● EXERCISE: With the pictures removed, the data below must be transcribed in full and exactly.

● DATA SHOWN:
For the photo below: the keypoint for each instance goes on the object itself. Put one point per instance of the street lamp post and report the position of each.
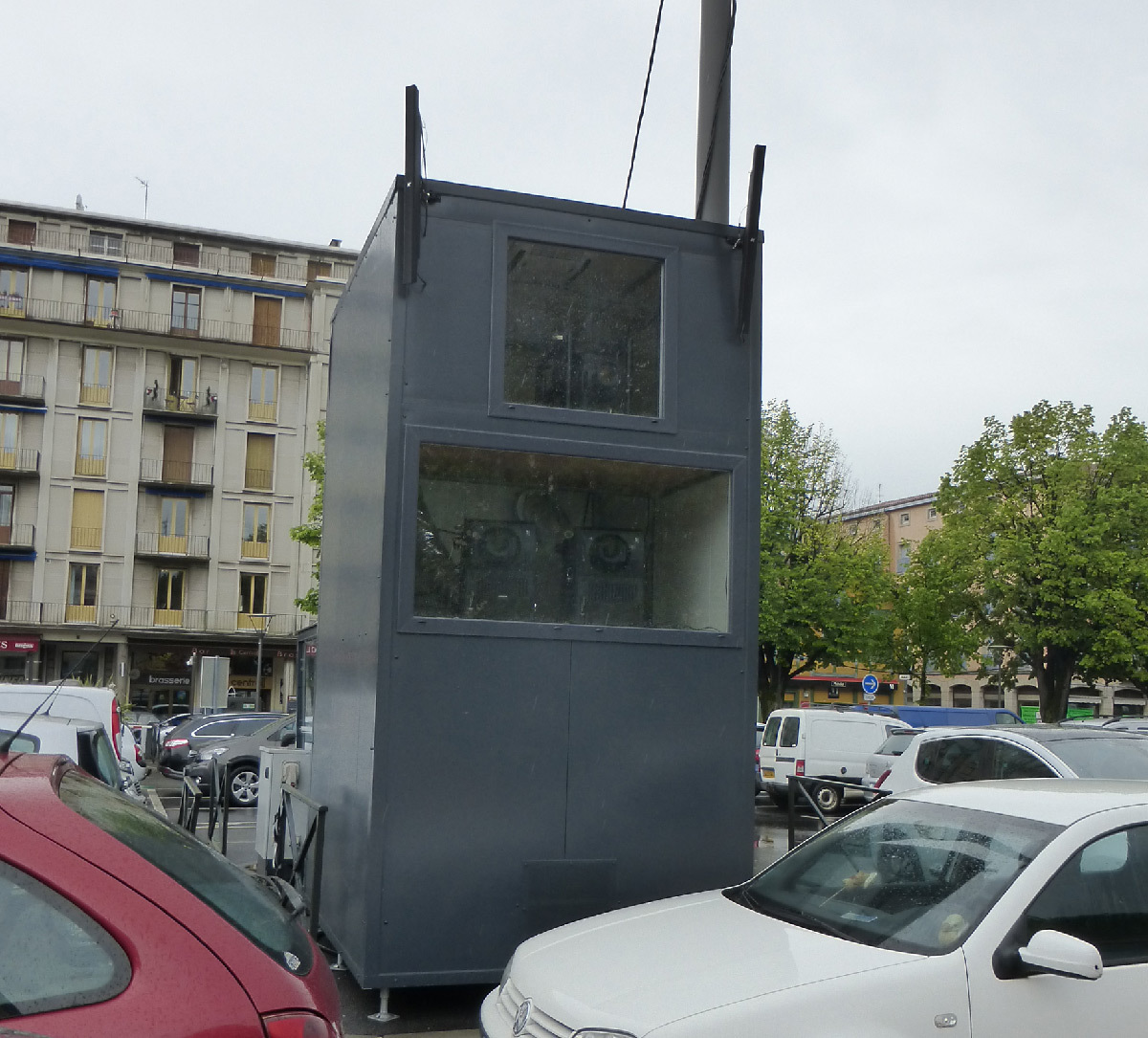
(258, 658)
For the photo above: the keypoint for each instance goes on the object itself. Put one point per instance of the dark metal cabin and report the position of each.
(537, 664)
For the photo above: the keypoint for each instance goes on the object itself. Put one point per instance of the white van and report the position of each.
(820, 744)
(70, 700)
(81, 740)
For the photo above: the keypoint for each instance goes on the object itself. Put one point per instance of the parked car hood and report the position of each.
(643, 967)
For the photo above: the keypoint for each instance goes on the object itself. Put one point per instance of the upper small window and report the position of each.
(584, 328)
(21, 232)
(263, 264)
(104, 244)
(185, 254)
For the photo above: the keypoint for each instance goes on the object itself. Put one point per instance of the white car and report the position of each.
(941, 756)
(981, 908)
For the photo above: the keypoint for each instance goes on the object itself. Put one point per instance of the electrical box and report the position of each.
(215, 677)
(276, 763)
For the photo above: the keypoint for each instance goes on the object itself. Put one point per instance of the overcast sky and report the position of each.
(956, 216)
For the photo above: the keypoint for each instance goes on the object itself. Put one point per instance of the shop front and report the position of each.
(20, 657)
(837, 690)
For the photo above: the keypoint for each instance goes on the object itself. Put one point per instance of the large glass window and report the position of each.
(11, 364)
(584, 328)
(256, 532)
(83, 585)
(261, 462)
(169, 597)
(511, 535)
(261, 405)
(91, 447)
(101, 302)
(185, 310)
(96, 387)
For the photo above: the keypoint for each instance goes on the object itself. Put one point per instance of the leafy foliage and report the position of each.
(1049, 520)
(824, 586)
(933, 603)
(310, 533)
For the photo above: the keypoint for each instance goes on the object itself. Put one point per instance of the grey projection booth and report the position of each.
(537, 670)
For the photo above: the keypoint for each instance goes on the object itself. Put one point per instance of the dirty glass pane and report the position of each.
(514, 535)
(52, 956)
(584, 328)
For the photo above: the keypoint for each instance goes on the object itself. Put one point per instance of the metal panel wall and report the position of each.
(491, 778)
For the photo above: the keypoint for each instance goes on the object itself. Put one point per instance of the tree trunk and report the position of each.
(773, 676)
(1054, 680)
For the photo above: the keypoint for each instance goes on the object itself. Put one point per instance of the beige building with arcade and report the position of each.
(904, 523)
(159, 388)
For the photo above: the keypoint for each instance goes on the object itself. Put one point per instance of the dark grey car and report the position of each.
(206, 730)
(238, 761)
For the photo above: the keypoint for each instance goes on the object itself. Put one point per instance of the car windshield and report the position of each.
(1103, 757)
(251, 905)
(905, 875)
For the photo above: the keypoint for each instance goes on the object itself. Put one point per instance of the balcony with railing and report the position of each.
(202, 407)
(162, 472)
(147, 617)
(27, 389)
(20, 538)
(24, 460)
(153, 322)
(167, 546)
(242, 264)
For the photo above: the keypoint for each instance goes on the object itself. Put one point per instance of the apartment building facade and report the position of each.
(159, 388)
(904, 522)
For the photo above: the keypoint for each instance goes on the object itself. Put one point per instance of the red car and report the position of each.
(115, 922)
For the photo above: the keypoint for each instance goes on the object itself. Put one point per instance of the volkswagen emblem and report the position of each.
(522, 1016)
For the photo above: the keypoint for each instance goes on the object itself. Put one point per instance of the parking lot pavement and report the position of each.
(440, 1011)
(449, 1011)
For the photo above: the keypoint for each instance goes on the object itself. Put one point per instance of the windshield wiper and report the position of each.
(285, 894)
(751, 899)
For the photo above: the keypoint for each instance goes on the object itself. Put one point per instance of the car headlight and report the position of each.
(601, 1032)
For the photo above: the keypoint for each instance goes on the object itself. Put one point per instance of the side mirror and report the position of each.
(1049, 951)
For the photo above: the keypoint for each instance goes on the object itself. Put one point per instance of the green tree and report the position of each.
(1050, 520)
(825, 585)
(310, 533)
(933, 602)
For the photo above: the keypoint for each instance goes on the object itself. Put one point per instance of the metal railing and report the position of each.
(80, 242)
(22, 535)
(144, 618)
(804, 790)
(26, 387)
(27, 459)
(156, 401)
(176, 474)
(305, 850)
(154, 322)
(185, 545)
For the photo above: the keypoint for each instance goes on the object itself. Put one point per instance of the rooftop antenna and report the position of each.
(146, 185)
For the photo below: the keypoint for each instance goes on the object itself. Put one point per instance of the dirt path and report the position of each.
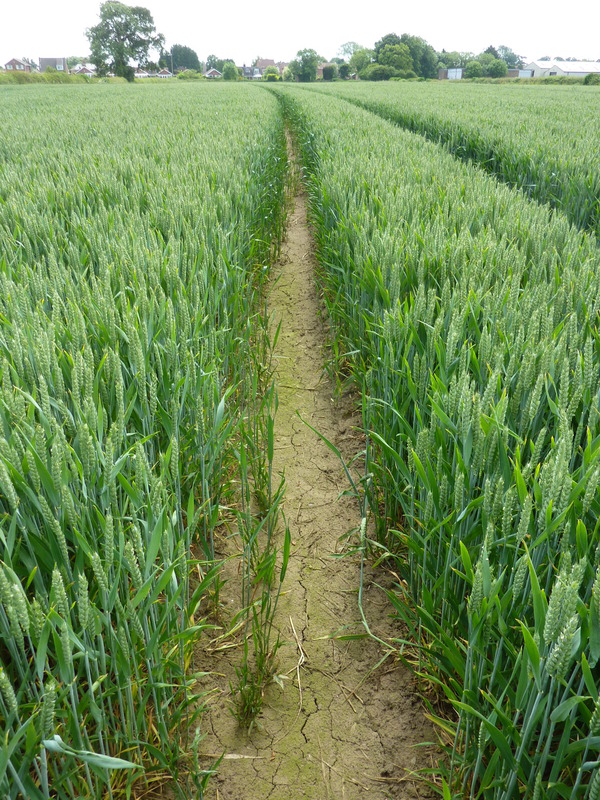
(348, 730)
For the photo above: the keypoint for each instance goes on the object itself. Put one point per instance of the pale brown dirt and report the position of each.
(347, 729)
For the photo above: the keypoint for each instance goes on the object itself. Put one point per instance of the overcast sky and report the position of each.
(244, 29)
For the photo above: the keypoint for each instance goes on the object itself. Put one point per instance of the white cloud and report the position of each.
(243, 30)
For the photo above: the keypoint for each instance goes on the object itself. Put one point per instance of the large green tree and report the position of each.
(513, 61)
(396, 56)
(184, 58)
(360, 59)
(348, 49)
(423, 55)
(304, 66)
(124, 34)
(388, 39)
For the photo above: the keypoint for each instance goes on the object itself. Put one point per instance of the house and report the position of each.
(59, 64)
(568, 69)
(16, 65)
(262, 63)
(452, 74)
(251, 73)
(83, 69)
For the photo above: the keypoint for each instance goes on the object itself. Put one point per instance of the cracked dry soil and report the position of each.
(346, 729)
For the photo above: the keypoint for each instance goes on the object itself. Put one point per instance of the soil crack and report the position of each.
(319, 737)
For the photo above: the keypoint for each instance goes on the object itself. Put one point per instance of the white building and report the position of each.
(569, 69)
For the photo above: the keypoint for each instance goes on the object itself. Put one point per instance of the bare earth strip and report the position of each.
(340, 728)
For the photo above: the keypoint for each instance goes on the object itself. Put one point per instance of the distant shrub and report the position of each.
(593, 79)
(377, 72)
(49, 76)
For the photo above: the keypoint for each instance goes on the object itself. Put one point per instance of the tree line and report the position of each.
(125, 34)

● SOLUTION:
For the photo below: the keypoint for each instance goes on the object itself. Put one point per instance of the street lamp post and report the position of each.
(258, 658)
For the photo above: the keypoint for each instance goes on the object itself. Put one point per instance of the dark metal cabin and report the position of each.
(537, 664)
For the photo above: the keypoint for each instance goes on the object itself. Put one point per instance of the white van and report the position of each.
(820, 744)
(70, 700)
(81, 740)
For the photo above: the keypoint for each instance goes on the object itself. Put one point per instance of the parked car hood and report the position of each.
(643, 967)
For the photo above: the keypoint for each instance goes on the object itself. Put one point per instance of the upper small window and report the position of each.
(584, 328)
(21, 232)
(263, 264)
(104, 244)
(185, 254)
For the photo above: the keypoint for each instance goes on the object itself. Put one point per instance of the white car and report the position of each.
(941, 756)
(981, 908)
For the photo above: the keypoint for each instance goes on the object itself. Put one point per instance of the electrical box and report the position of each.
(215, 677)
(276, 763)
For the photo above: the keypoint for each instance goes on the object itself. Put one point per instance of the overcast sky and report the position of each.
(956, 216)
For the photo above: the keypoint for each instance goes on the object itself. Put one point per instance of the shop front and report the position of each.
(20, 657)
(837, 690)
For the photo above: the keypoint for each instance goes on the object itself. Put one point per instance of the large glass window and report the position of each.
(11, 364)
(584, 328)
(256, 532)
(83, 585)
(261, 462)
(169, 597)
(511, 535)
(261, 405)
(91, 447)
(101, 302)
(185, 310)
(96, 387)
For the photo above: the keypoint for each instance goes on the object itself. Put one point per instance of the leafy foliage and report the position of each.
(1049, 520)
(824, 586)
(933, 603)
(310, 533)
For the photo above: the keypoint for each instance goes on the object itself. Put one point per instance of the grey projection booth and report the position of each.
(537, 670)
For the photo above: the keypoint for each instance goes on the object itself. Put one point per instance of the dirty glass pane and report the position of each.
(514, 535)
(52, 956)
(584, 328)
For the photo above: the keypoint for each instance goes on the object itself. Put one point per instance of the metal panel wall and report the position of each.
(491, 778)
For the photo above: the keypoint for each instance goes on the object itself. Put one point per instance of the tree trunk and report the position of each.
(773, 676)
(1054, 680)
For the photo above: the keypoint for each instance goes on the object itself. Put one point per instance of the beige building with arcade and report the position of each.
(904, 523)
(159, 388)
For the photo above: the keypoint for each instance goes on the object itself. Put one point per instance of the dark grey car and report the position of each.
(206, 730)
(238, 761)
For the photo above: the keypoint for each instance goes on the object itself. Put one point per instance of the car windshield and report the position of each.
(1103, 757)
(251, 905)
(905, 875)
For the photo above: the keypoint for each instance goes on the object itself. Put one point per instance of the balcony with railing and report the position of each.
(202, 407)
(162, 472)
(147, 617)
(27, 389)
(20, 538)
(24, 460)
(153, 322)
(167, 546)
(242, 264)
For the photo above: the keypoint for each instance goes on the object itself. Put one point per instance of the apartment building facade and report the position of each.
(159, 388)
(904, 522)
For the photo above: the keypoint for each instance goes on the object itself. Put one point per instance of the red car and report the position of each.
(115, 922)
For the photo above: the keypoint for each instance goes on the object itself. Put one point per instance of the volkswagen emblem and report the position of each.
(522, 1016)
For the photo above: the keypoint for each instance goes on the object itself. Put one point per instance of the parking lot pavement and report the position of each.
(440, 1011)
(449, 1011)
For the photo above: the keypoint for each instance goes on the object itself. Put one point per instance of the windshield wiper and report the position of each.
(285, 894)
(751, 899)
For the photo above: the keypoint for each instance goes on the object itself. Put one point per instance of the car headlight and report the position of each.
(601, 1032)
For the photo above: the keypoint for each instance goes on the object itself. Put one point per instance of the side mirror and report the position of each.
(1049, 951)
For the photo above: the keypoint for each instance goes on the object itself. Put one point per instance of the green tree and report the position of each.
(1050, 520)
(825, 585)
(310, 533)
(933, 602)
For the photo above: the keypoint for each instance goes on the object itself. Put one point per instance of the metal railing and report the position of each.
(80, 242)
(22, 535)
(144, 618)
(804, 790)
(26, 387)
(27, 459)
(156, 401)
(176, 474)
(305, 850)
(154, 322)
(185, 545)
For the photo above: the keypoint for each instance goes on the object itself. Put one point per instance of the rooftop antenna and report the position of each.
(146, 185)
For the photo below: the keypoint for each instance goes on the object itself. Put one point per instance of the dirt path and report the position of each.
(348, 730)
For the photo above: the keypoint for each instance goes on the object itself. Put one point per instance of the pale brown dirt and report the position of each.
(347, 729)
For the photo above: the keypoint for each instance goes on the object itself. Put one point per instance of the overcast sky and report the position of each.
(244, 29)
For the photo above: the keypoint for each instance goes on the object itself. Put one point per instance of the white cloud and report the position of each.
(243, 30)
For the photo above: the keypoint for each instance goes on the object itself. Put one point per instance of the large green tree and report the position of each.
(513, 61)
(396, 56)
(184, 58)
(360, 59)
(348, 49)
(423, 55)
(304, 66)
(124, 34)
(388, 39)
For the photo above: the keypoint for each instance goes on the object itself. Put one point per instance of the house and report the position of each.
(59, 64)
(568, 69)
(16, 65)
(262, 63)
(452, 74)
(251, 73)
(83, 69)
For the photo above: the keypoint for each instance goes on the object itself. Put one point per instance of the cracked dry soil and report the position of each.
(346, 729)
For the photo above: the keypoint for each instance goes on the object itself. Put one point per instance of the soil crack and report the position of each.
(319, 737)
For the photo above: the keypoint for each instance goes on the object itself. Put one point per instance of the white building and report the position of each.
(569, 69)
For the photo above: the keypoint for each instance goes on the object itself. Put one point per instance of the bare earth strip and report the position of each.
(340, 728)
For the photo above: the keypoint for each instance goes on the object itself. Put one point per instance of the distant shrub and report the position of each.
(593, 79)
(377, 72)
(49, 76)
For the photo above: the keypoint for each instance goes on the object itself. Put one point per instance of the tree line and report the position of each.
(125, 34)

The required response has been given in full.